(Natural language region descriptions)
================================

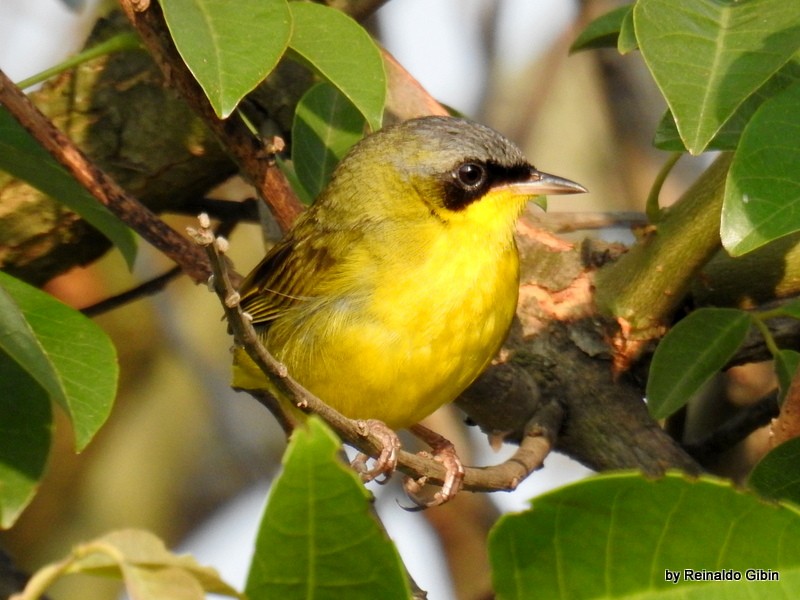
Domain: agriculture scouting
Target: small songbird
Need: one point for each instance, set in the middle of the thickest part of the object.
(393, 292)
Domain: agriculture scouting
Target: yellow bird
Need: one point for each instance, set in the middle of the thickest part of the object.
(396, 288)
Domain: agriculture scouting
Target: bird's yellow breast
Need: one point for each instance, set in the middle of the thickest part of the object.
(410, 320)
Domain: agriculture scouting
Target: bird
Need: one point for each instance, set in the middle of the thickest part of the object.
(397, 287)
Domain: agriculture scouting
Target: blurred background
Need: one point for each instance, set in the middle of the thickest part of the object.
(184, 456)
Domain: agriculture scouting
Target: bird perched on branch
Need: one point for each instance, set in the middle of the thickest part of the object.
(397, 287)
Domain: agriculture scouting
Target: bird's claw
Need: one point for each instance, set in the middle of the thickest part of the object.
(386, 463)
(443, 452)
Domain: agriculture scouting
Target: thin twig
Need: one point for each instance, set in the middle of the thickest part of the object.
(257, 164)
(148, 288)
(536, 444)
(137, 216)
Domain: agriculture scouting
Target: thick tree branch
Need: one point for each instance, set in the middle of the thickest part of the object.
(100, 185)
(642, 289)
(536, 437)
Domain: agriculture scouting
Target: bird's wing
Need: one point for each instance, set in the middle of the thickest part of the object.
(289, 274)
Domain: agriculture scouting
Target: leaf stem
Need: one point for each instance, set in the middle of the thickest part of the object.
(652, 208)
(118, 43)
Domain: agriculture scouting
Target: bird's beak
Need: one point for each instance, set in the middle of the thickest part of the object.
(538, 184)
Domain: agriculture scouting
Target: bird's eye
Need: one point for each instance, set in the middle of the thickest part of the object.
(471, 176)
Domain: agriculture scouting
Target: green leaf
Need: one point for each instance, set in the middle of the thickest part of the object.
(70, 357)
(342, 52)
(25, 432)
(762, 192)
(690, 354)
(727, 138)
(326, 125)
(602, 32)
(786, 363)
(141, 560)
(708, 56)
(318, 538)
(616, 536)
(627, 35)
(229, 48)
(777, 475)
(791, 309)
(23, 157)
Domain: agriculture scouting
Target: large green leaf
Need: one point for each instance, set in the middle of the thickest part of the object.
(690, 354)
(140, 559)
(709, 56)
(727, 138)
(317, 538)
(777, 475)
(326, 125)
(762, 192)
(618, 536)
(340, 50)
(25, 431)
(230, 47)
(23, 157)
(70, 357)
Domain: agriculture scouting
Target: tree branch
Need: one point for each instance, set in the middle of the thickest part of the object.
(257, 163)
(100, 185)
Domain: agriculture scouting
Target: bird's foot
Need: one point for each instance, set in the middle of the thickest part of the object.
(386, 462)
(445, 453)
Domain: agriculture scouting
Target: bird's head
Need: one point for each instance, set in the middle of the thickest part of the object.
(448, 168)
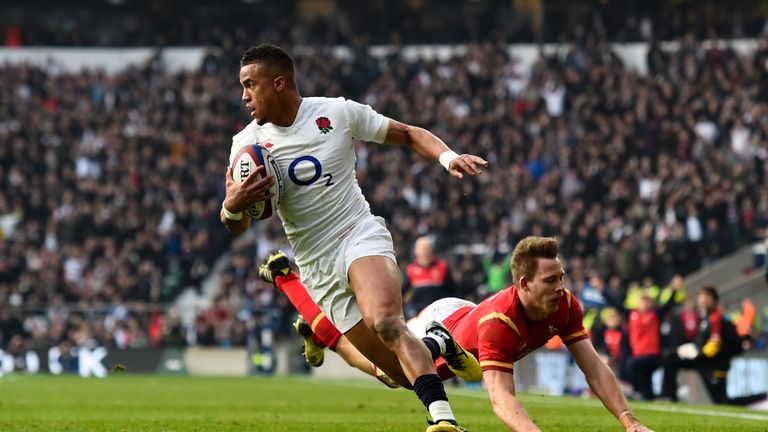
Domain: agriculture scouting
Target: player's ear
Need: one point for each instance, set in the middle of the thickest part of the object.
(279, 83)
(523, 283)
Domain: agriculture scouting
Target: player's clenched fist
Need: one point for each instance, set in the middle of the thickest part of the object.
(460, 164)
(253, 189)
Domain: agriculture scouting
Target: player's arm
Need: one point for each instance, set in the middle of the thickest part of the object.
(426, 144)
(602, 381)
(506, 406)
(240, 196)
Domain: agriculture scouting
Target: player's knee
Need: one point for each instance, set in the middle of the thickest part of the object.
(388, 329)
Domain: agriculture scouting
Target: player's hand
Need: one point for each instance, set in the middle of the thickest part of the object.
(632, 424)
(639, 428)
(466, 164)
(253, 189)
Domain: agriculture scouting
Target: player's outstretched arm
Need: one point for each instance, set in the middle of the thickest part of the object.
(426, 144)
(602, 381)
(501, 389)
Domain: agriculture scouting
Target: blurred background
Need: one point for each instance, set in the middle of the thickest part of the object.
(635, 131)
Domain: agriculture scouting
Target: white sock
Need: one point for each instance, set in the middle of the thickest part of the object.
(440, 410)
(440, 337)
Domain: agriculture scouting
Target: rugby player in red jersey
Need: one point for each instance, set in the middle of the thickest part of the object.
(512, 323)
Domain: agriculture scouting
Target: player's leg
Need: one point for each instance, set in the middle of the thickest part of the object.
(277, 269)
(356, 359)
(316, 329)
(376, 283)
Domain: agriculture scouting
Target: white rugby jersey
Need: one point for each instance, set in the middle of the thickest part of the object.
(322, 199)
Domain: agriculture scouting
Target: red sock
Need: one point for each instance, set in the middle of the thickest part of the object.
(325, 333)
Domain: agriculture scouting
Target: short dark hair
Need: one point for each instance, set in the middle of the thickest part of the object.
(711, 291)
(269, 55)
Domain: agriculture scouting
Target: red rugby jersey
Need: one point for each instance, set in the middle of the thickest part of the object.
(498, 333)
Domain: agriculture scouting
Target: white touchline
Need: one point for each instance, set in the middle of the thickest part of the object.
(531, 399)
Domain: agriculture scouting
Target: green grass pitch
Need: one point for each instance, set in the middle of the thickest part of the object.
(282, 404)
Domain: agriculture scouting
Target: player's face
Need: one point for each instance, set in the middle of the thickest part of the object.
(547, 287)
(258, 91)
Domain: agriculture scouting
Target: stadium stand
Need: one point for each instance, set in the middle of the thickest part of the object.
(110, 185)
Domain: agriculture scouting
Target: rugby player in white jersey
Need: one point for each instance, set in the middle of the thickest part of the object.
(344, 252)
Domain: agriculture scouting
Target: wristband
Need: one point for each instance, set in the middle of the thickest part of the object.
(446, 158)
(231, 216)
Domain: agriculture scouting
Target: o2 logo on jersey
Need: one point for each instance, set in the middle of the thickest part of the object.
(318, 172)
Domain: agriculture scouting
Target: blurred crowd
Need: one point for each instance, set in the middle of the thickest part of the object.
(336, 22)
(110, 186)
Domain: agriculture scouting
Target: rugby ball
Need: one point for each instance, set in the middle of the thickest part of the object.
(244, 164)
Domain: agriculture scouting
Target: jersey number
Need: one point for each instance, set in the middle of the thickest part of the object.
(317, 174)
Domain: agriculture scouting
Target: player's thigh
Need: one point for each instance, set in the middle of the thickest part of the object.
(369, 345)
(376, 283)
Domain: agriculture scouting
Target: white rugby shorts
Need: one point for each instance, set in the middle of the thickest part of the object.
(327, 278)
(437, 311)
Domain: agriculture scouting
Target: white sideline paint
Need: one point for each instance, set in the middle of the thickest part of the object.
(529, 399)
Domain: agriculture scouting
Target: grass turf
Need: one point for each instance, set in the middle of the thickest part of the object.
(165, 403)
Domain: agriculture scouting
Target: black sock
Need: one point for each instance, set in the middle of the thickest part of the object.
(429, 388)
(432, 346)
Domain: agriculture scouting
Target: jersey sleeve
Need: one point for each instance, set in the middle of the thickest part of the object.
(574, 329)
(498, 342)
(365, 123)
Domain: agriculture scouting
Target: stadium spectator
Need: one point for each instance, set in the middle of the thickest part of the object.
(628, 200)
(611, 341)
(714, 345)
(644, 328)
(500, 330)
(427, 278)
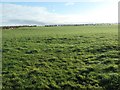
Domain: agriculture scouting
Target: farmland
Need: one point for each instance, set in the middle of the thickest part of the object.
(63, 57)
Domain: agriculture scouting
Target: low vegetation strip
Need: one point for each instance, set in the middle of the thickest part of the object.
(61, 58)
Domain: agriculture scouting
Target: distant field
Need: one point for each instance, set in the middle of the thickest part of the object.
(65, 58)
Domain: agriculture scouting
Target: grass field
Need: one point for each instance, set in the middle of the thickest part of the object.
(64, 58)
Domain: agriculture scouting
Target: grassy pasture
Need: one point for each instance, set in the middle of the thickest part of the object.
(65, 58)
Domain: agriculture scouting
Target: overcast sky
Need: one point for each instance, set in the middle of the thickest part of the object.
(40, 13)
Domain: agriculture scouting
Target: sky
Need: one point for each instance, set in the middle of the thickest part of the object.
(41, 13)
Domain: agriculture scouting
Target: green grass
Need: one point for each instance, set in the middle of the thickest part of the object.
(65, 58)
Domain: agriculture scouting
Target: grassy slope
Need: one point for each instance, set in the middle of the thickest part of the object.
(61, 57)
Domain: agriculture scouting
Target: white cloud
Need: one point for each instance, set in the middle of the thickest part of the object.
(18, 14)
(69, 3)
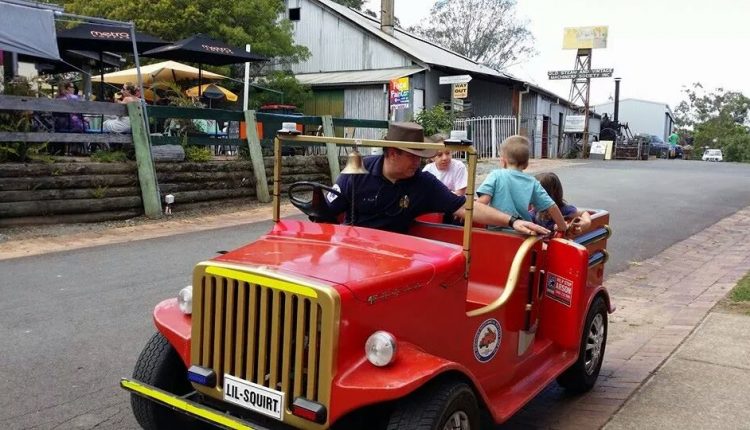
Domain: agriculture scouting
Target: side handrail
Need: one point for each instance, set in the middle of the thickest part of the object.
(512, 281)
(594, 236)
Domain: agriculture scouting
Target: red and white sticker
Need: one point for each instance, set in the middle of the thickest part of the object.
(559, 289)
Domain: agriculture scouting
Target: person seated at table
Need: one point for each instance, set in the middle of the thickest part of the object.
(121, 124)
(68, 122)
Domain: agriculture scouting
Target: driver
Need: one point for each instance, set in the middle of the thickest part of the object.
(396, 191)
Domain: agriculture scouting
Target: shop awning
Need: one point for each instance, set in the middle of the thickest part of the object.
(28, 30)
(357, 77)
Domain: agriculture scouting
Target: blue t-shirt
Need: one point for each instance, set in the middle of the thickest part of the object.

================================

BRIEF:
In the data above, find each line that has the word "yellow" and copy it out.

RESULT FOR THIS EXERCISE:
Target: yellow bird
Target: bird's yellow breast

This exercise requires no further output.